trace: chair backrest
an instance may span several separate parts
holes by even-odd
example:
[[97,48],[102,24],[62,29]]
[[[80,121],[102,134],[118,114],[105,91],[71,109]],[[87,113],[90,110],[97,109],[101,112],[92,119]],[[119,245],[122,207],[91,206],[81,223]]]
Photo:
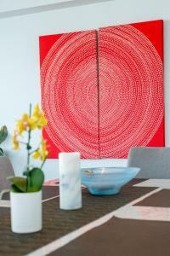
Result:
[[0,192],[3,189],[9,189],[10,183],[6,178],[8,176],[14,176],[13,166],[6,156],[0,156]]
[[141,168],[136,177],[170,178],[170,148],[133,148],[128,166]]

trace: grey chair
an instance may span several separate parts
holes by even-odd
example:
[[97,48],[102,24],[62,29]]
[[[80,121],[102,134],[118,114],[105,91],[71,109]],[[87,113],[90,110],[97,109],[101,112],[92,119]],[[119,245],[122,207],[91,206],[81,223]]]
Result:
[[3,189],[8,189],[10,183],[7,180],[7,177],[14,176],[14,169],[6,156],[0,157],[0,192]]
[[136,177],[170,178],[170,148],[133,148],[128,166],[141,168]]

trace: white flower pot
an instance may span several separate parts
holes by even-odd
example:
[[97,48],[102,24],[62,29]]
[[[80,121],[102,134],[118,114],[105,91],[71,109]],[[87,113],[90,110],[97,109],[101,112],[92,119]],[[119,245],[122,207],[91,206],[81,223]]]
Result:
[[32,233],[42,230],[42,191],[10,192],[11,229],[14,233]]

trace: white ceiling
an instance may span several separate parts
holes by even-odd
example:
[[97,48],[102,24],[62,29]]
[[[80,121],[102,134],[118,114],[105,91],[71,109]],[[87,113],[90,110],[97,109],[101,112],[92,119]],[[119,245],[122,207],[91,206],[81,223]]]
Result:
[[0,0],[0,18],[115,0]]

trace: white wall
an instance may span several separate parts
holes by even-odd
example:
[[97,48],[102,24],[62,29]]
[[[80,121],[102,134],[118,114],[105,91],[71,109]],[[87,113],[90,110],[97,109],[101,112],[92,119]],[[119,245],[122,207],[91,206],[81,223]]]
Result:
[[[144,20],[163,19],[166,145],[170,145],[170,1],[115,0],[0,20],[0,125],[11,134],[14,121],[29,102],[40,102],[38,37]],[[34,142],[36,140],[34,139]],[[3,144],[14,171],[21,174],[24,151],[14,152],[10,139]],[[82,160],[82,166],[125,166],[123,160]],[[58,161],[48,160],[46,178],[58,175]]]

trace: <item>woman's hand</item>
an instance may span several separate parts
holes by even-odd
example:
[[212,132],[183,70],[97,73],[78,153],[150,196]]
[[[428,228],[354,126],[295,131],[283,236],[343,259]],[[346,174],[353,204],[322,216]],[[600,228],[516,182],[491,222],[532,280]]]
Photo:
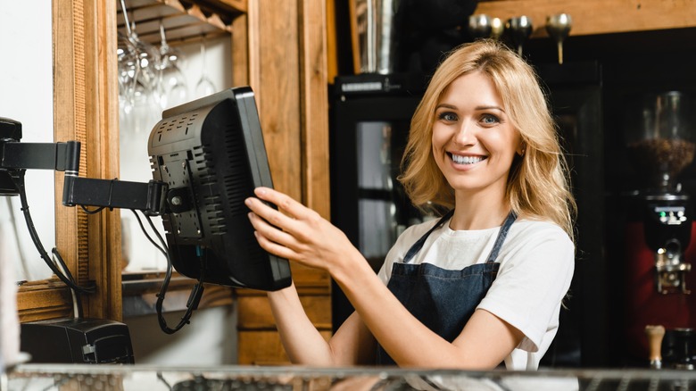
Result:
[[[331,272],[358,250],[340,229],[290,196],[268,187],[245,200],[261,246],[269,253]],[[275,210],[261,200],[278,206]]]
_ _ _ _
:: EXERCISE BRIEF ::
Please copy everything from the start of the material down to the line containing "[[32,233],[42,230],[42,191],[10,192],[11,229],[14,233]]", that line included, adding 5 to each coordinate in the Result outlines and keeping all other lines unchanged. Omit the pictures.

:: ANSWER TO THIS PROBLEM ::
trace: chair backrest
an instance may span several separate parts
holes by even-odd
example:
[[97,48],[102,24],[62,29]]
[[[80,121],[102,134],[118,114],[105,91],[71,109]],[[87,113],[90,110],[97,109],[101,112],[92,119]],[[119,245],[122,207],[91,206],[81,223]]]
Photo:
Result:
[[5,197],[8,194],[14,194],[15,188],[11,183],[13,181],[19,181],[18,171],[11,161],[5,161]]
[[146,173],[141,182],[175,183],[175,153],[138,153],[133,171]]

trace: grey chair
an instance may span several separate parts
holes by even-odd
example:
[[97,48],[102,24],[62,29]]
[[[80,121],[102,134],[118,114],[105,91],[71,109]],[[87,113],[90,110],[97,109],[101,112],[92,119]],[[119,245],[122,207],[91,206],[81,223]]]
Result:
[[8,194],[13,194],[15,188],[12,185],[12,182],[19,181],[19,174],[11,161],[5,162],[5,197]]
[[141,182],[175,183],[175,153],[138,153],[133,171],[146,173]]

trace: white flower pot
an instance may span several separate parts
holes by even-odd
example:
[[97,48],[102,24],[62,29]]
[[[80,121],[102,134],[118,114],[105,91],[71,109]],[[87,113],[90,110],[97,109],[101,112],[92,119]],[[119,245],[122,207],[91,206],[81,223]]]
Result:
[[37,238],[47,235],[47,196],[15,197],[16,234],[19,238]]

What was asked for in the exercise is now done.